**Tugas 1**
Temukan semua baris data yang memuat kata "camouflage", lalu salin baris-baris tersebut. Huruf besar dan kecil dibedakan.

**Kutipan Dokumen**
========================================================================
BAB
1
PENDAHULUAN
Suatu wacana dituntut memiliki keutuhan struktur. Keutuhan
itu sendiri dibangun oleh komponen-komponen yang terjalin di dalam suatu
organisasi kewacanaan. Organisasi inilah yang disebut sebagai struktur wacana.
Sebagai sebuah organisasi, struktur wacana dapat diurai atau dideskripsikan
bagian-bagiannya.
Suatu rangkaian kalimat dikatakan
menjadi struktur wacana bial di dalamnya terdapat hubungan emosional antar
bagian yang satu dengan bagian lainnya. Sebaliknya, suatu rangkaian kalimat
belum tentu bisa disebut sebagai wacana apabila tiap-tiap kalimat dalam
rangkaian itu memiliki makna sendiri-sendiri dan tidak berkaitan secara
semantik.
1 Rumusan Masalah
a.
Apakah pengertian kohesi?
b. Apakah pengertian Koherensi?
c. Bagai manakah piranti kohesi?
d. Bagai manakah piranti koherensi?
2.
Tujuan
a.
Untuk mengetahui pengertian kohesi
b.
untuk mengetahui pengertian koherensi
c.
untuk mengetahui piranti kohesi
d.
untuk mengetahui piranti koherensi
BAB II
PEMBAHASAN
KOHESI DAN KOHERENSI WACANA
A.
Pengertian
Kohesi
Kohesi adalah hubungan
antarbagian dalam teks yang ditandai oleh penggunaan unsur bahasa. Contoh
kohesi adalah sebagai berikut.
========================================================================
**Baris Data**
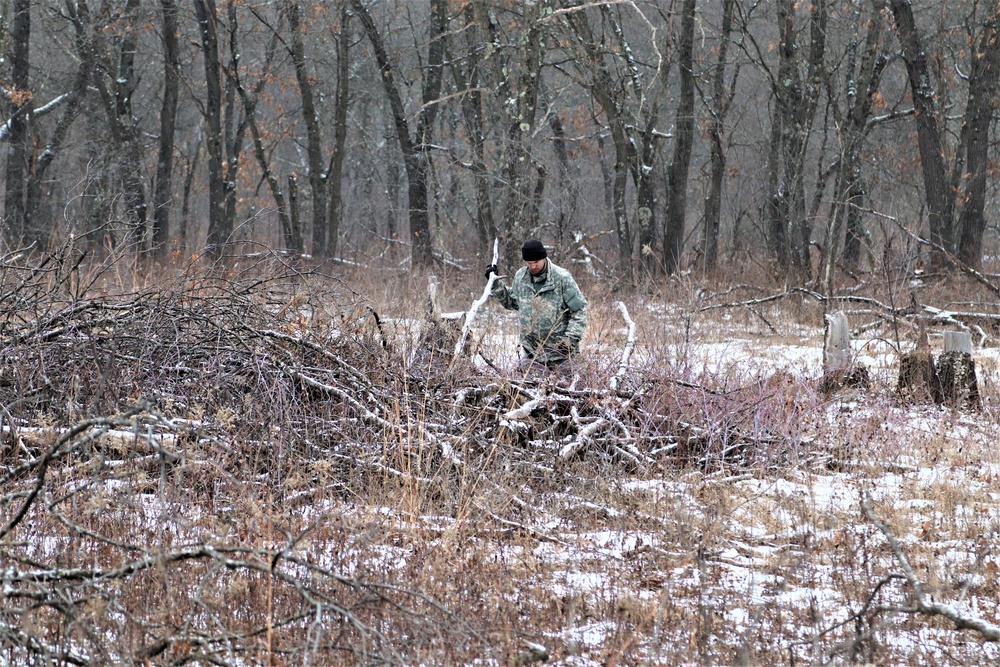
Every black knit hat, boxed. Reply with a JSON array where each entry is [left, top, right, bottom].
[[521, 239, 548, 262]]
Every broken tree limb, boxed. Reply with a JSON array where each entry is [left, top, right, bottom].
[[861, 493, 1000, 642], [611, 301, 635, 391], [451, 238, 500, 366]]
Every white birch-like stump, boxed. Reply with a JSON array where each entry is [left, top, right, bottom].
[[937, 331, 980, 408], [822, 310, 869, 394]]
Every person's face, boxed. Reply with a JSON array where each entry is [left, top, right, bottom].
[[524, 258, 545, 276]]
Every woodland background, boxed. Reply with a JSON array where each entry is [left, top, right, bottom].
[[0, 0, 1000, 282], [0, 0, 1000, 667]]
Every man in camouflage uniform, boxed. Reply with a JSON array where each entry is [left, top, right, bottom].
[[486, 239, 587, 368]]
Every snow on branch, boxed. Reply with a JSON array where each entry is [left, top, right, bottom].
[[861, 493, 1000, 642]]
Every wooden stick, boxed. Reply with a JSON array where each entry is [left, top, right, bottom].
[[611, 301, 635, 391], [451, 238, 500, 367]]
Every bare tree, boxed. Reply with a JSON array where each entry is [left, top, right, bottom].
[[701, 0, 739, 273], [326, 0, 351, 264], [284, 0, 328, 257], [153, 0, 181, 254], [820, 1, 889, 294], [351, 0, 448, 266]]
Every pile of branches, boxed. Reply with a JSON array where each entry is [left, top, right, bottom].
[[0, 250, 812, 665]]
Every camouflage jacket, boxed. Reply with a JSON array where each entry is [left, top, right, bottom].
[[492, 260, 587, 361]]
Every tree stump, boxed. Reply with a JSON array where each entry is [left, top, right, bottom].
[[937, 331, 980, 409], [821, 310, 871, 395], [896, 318, 944, 403], [896, 349, 943, 403]]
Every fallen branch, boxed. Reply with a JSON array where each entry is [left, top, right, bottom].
[[861, 493, 1000, 642]]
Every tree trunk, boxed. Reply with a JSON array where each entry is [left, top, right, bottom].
[[889, 0, 954, 261], [701, 0, 739, 274], [473, 0, 548, 265], [326, 0, 351, 257], [351, 0, 448, 266], [663, 0, 696, 275], [820, 0, 889, 294], [153, 0, 180, 255], [287, 0, 327, 257], [194, 0, 233, 258], [24, 4, 95, 237], [958, 7, 1000, 267], [4, 0, 31, 247], [449, 4, 500, 253]]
========================================================================
**Tugas 2**
Ulangi bagian kutipan tentang kohesi dan koherensi wacana, dimulai dari "Sebagai sebuah organisasi, struktur" dan berlanjut hingga "manakah piranti koherensi?".

**Jawaban Tertulis 1**
Every man in camouflage uniform, boxed. Reply with a JSON array where each entry is [left, top, right, bottom].
Every camouflage jacket, boxed. Reply with a JSON array where each entry is [left, top, right, bottom].

**Jawaban Tertulis 2**
Sebagai sebuah organisasi, struktur wacana dapat diurai atau dideskripsikan
bagian-bagiannya.
Suatu rangkaian kalimat dikatakan
menjadi struktur wacana bial di dalamnya terdapat hubungan emosional antar
bagian yang satu dengan bagian lainnya. Sebaliknya, suatu rangkaian kalimat
belum tentu bisa disebut sebagai wacana apabila tiap-tiap kalimat dalam
rangkaian itu memiliki makna sendiri-sendiri dan tidak berkaitan secara
semantik.
1 Rumusan Masalah
a.
Apakah pengertian kohesi?
b. Apakah pengertian Koherensi?
c. Bagai manakah piranti kohesi?
d. Bagai manakah piranti koherensi?